* TEXT BLOCK:
========================================

What did @gooo_tw_ actually say?
The creator pushed back against a growing TikTok consensus that testosterone isocaproate ("tisochron") is definitively superior to cypionate, citing a study by Kurt Haven. Their core argument: don't get emotionally attached to a single ester based on one small-sample study. They also invoked genetics, specifically how quickly an individual cleaves an ester via enzymes like PDE7, and argued the only real test is personal trial. That last bit deserves scrutiny.
The framing is more measured than most TRT content. They're not selling isocaproate or cypionate. They're arguing for epistemic humility, which is a reasonable position. But the mechanism they cite, PDE7 as an esterase responsible for cleaving testosterone esters, is where things get clinically fuzzy.
Does the science back this up?
Partially, but the mechanism claim is off. Testosterone esters are hydrolyzed primarily by non-specific esterases and carboxylesterases in serum and liver tissue, not PDE7. PDE7 is a phosphodiesterase that breaks down cyclic AMP. It has no established role in ester hydrolysis. That said, the broader point about individual pharmacokinetic variability is well-supported.
A 2021 paper by Nieschlag and Behre in the European Journal of Endocrinology confirms that serum testosterone peaks, troughs, and clearance rates vary meaningfully between individuals on the same ester and dose. The Haven study the creator references appears to be a small pharmacokinetic comparison, and small-n PK studies do have real limitations for generalizing clinical outcomes. The creator is right that one underpowered study shouldn't overturn years of clinical experience. That's basic evidence hierarchy, and they stated it correctly.
What did they get wrong (or right)?
The PDE7 claim is wrong and it matters. Telling an audience that "higher PDE7 cleaves off the ester" is not supported by current endocrine pharmacology literature. Ester hydrolysis is mediated by serum esterases, not phosphodiesterases. This is the kind of technical error that sounds credible because it uses real biochemical vocabulary, but it points in the wrong direction. If someone repeats this to their prescriber, it creates confusion.

========================================

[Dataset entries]
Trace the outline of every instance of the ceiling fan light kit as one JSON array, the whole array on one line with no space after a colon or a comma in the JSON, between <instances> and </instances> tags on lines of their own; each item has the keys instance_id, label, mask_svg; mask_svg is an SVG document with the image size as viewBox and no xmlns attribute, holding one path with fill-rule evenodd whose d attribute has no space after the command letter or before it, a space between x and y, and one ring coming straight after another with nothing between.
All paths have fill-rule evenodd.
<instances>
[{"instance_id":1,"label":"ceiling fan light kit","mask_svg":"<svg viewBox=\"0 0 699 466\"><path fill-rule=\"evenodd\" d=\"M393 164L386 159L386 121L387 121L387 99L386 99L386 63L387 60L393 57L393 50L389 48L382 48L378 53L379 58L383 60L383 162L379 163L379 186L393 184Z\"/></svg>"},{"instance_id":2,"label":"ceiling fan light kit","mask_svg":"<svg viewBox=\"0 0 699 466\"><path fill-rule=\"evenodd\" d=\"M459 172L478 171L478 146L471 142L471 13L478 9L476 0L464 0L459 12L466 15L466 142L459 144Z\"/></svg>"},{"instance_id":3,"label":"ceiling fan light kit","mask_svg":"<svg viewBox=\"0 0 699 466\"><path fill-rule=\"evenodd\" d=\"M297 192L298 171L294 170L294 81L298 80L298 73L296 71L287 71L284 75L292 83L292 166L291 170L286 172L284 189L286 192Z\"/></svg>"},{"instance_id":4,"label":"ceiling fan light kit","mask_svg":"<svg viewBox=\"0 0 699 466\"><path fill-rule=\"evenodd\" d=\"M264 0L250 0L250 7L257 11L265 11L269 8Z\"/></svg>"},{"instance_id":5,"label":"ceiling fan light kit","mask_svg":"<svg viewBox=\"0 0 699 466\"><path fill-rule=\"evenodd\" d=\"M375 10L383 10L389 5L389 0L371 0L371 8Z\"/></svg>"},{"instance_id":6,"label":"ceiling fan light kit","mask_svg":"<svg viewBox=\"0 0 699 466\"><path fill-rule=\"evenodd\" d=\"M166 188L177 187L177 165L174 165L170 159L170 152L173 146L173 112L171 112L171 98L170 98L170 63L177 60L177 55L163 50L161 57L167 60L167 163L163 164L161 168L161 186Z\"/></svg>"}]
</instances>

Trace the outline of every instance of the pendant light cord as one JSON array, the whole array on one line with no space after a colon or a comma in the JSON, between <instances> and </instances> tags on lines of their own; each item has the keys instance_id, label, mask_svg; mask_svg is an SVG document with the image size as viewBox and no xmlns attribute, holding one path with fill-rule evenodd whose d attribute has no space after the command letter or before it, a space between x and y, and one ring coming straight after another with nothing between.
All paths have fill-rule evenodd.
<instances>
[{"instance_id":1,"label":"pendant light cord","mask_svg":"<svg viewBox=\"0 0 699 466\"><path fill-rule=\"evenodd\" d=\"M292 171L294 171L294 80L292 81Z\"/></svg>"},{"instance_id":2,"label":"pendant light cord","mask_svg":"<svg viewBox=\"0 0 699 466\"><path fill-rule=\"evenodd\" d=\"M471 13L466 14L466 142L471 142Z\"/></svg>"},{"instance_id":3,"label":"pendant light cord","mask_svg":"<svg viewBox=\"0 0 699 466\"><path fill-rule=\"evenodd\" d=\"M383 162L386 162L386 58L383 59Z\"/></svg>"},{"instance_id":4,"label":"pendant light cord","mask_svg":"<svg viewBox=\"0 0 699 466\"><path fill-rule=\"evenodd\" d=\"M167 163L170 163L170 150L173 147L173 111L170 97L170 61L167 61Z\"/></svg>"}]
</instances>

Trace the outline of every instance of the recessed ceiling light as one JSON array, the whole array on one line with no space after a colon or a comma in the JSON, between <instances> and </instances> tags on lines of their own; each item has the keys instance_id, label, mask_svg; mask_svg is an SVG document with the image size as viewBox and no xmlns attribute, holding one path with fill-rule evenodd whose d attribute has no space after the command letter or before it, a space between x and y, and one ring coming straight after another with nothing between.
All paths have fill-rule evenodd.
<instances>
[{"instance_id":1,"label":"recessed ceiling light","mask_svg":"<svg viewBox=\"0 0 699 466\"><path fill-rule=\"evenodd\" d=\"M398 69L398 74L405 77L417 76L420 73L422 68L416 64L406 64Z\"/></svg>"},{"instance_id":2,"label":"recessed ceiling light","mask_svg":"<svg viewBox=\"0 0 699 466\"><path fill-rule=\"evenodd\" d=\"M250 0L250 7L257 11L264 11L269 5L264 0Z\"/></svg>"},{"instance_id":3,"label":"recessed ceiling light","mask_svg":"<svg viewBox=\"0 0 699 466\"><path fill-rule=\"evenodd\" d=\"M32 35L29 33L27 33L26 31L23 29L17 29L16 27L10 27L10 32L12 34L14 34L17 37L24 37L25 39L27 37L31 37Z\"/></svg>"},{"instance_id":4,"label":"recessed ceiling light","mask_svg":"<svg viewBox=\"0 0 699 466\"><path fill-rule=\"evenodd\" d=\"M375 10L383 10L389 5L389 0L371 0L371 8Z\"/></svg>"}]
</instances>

========================================

* EXERCISE INSTRUCTIONS:
**1.** Answer these questions about the article on testosterone esters:
(a) What does the article say PDE7 breaks down?
(b) In which journal did the 2021 paper by Nieschlag and Behre appear?
(c) What does the creator argue is the only real test?
**2.** Extract the passage of the article on testosterone esters from "The PDE7 claim" up to and including "it creates confusion.", word for word.

* EXPECTED RESULTS:
**1.**
(a) Cyclic AMP.
(b) The European Journal of Endocrinology.
(c) Personal trial.

**2.**
The PDE7 claim is wrong and it matters. Telling an audience that "higher PDE7 cleaves off the ester" is not supported by current endocrine pharmacology literature. Ester hydrolysis is mediated by serum esterases, not phosphodiesterases. This is the kind of technical error that sounds credible because it uses real biochemical vocabulary, but it points in the wrong direction. If someone repeats this to their prescriber, it creates confusion.